• DATASET EXTRACT
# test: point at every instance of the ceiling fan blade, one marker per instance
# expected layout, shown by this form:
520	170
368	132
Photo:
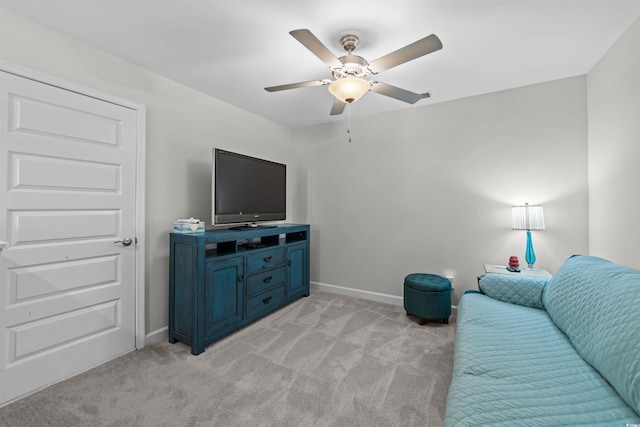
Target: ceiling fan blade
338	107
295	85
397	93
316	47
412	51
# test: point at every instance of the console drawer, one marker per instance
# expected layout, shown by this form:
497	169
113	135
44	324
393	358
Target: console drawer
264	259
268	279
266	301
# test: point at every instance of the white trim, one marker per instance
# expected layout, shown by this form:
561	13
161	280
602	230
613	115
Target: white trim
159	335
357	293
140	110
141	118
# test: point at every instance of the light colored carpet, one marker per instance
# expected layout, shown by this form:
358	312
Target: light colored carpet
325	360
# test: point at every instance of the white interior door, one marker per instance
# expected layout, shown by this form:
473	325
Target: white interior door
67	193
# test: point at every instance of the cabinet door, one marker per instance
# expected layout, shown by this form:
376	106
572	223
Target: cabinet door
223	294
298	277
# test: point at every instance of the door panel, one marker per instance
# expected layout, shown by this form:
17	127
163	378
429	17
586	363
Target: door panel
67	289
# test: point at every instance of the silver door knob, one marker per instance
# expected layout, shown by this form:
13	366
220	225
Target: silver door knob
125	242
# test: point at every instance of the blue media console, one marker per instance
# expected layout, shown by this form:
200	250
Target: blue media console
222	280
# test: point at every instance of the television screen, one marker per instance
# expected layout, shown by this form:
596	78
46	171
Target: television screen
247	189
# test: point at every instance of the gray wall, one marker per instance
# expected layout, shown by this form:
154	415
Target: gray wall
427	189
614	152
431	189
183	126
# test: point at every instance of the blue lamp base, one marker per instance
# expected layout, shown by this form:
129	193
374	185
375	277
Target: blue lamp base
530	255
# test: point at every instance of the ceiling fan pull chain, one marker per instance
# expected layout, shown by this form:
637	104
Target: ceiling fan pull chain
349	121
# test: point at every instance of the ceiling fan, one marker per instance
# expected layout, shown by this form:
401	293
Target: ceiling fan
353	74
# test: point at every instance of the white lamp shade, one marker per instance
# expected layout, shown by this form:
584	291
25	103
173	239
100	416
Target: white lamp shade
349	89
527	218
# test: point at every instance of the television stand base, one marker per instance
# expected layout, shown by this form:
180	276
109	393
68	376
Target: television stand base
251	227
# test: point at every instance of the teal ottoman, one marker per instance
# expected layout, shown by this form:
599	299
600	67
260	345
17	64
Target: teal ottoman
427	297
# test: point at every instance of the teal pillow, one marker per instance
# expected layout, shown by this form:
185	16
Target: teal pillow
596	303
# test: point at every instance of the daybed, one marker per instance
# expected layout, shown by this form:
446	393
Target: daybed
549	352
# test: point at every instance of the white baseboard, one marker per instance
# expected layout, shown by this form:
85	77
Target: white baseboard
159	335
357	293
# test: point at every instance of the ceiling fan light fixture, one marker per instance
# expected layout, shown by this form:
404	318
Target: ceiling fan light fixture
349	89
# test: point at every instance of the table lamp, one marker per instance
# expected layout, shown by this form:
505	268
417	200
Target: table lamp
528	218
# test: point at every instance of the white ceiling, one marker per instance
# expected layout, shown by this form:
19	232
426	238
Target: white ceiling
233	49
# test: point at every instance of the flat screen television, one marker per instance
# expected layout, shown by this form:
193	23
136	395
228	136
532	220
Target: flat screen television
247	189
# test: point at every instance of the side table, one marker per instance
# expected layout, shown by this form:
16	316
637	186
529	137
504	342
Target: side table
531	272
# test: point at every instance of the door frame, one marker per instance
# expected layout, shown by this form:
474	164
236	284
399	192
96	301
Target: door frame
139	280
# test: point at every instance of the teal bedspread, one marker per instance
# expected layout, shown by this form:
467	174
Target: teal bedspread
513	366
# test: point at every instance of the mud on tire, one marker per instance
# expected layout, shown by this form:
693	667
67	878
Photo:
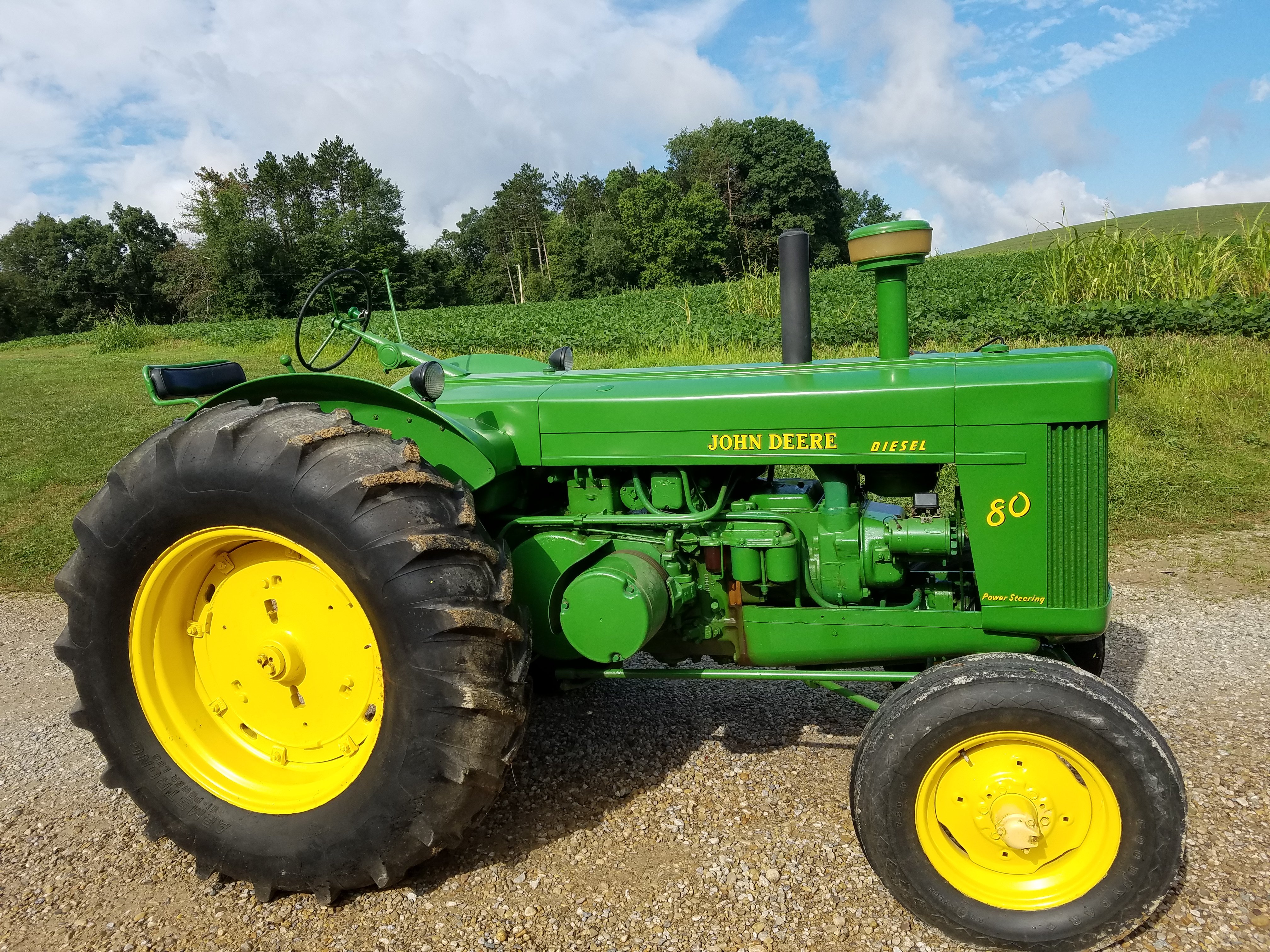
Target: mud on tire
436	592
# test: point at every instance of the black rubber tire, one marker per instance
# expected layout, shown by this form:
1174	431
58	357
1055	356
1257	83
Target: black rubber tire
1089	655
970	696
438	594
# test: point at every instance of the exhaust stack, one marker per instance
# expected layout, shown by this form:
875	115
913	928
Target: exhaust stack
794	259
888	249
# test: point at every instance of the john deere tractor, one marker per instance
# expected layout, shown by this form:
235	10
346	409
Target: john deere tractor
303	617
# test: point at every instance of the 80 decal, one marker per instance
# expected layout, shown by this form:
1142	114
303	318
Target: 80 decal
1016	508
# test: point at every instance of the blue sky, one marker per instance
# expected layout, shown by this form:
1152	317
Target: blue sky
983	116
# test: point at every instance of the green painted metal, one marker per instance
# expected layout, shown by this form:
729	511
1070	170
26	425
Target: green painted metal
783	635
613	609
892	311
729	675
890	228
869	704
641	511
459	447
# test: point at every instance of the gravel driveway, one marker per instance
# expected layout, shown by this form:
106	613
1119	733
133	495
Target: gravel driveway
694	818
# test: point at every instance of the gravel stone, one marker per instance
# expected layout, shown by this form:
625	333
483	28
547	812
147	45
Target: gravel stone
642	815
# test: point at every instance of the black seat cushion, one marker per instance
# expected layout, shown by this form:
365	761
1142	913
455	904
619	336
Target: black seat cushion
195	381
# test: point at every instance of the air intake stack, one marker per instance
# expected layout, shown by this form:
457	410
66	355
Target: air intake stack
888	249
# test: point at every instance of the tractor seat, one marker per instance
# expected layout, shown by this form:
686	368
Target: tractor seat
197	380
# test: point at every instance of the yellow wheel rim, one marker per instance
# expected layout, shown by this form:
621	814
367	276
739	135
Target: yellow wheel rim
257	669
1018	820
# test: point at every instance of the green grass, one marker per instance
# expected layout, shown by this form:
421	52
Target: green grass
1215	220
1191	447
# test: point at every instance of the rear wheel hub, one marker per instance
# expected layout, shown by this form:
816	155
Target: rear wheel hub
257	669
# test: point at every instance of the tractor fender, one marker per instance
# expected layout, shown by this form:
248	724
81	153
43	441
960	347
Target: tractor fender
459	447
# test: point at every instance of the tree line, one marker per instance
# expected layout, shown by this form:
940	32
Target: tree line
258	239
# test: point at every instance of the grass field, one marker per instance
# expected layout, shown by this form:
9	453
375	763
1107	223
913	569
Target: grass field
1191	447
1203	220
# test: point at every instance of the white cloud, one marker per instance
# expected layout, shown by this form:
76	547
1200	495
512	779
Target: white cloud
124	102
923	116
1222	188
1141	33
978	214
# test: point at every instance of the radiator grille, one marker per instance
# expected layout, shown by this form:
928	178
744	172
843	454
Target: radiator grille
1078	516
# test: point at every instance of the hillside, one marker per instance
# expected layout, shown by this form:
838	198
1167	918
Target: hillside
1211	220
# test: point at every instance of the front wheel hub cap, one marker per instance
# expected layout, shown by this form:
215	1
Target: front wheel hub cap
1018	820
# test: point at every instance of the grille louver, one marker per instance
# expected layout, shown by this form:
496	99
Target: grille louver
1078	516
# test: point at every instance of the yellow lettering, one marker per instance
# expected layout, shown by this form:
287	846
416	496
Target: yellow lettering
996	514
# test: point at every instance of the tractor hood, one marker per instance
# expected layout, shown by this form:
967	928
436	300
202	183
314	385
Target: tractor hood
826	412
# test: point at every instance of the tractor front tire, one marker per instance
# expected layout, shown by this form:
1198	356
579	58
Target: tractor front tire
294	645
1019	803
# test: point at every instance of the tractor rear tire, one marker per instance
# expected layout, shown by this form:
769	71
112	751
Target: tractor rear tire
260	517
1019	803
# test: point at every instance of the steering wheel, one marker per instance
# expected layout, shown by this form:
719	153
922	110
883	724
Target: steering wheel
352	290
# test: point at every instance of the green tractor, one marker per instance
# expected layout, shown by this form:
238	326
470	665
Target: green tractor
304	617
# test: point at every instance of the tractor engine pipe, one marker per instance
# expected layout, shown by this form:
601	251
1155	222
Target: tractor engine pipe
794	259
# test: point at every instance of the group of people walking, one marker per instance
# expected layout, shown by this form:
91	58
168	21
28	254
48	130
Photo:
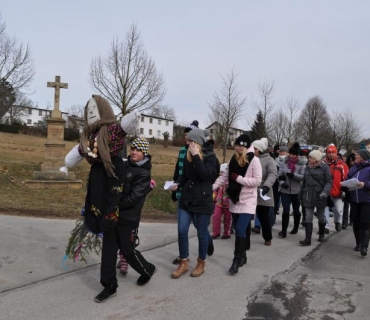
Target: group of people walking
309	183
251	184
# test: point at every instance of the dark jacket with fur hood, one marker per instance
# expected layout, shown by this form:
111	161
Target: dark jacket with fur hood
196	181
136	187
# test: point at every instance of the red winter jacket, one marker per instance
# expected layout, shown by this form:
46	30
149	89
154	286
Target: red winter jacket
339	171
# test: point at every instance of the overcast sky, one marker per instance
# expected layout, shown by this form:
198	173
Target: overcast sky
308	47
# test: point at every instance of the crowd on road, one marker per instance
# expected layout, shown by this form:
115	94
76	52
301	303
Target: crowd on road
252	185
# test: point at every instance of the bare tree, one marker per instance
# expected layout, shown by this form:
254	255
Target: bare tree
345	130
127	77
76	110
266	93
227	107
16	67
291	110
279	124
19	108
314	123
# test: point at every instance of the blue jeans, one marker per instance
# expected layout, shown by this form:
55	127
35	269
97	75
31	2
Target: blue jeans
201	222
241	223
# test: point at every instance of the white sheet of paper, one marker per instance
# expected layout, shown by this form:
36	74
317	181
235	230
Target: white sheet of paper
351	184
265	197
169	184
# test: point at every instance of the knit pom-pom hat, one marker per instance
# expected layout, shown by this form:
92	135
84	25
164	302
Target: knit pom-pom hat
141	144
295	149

• EXERCISE INSTRUCTIONS
Given the records above, reproduce precisely and only the lines between the line holding "# test: point at every instance of the tractor fender, one" and the line holding "# test: point at every instance of the tree", inclusive.

• RESULT
# test: point at every instance of the tractor fender, one marker per instance
# expected layout, shown by this form:
248	724
81	153
43	441
960	347
Target: tractor fender
459	447
# test: point at every instance of the tree line, one marker per instance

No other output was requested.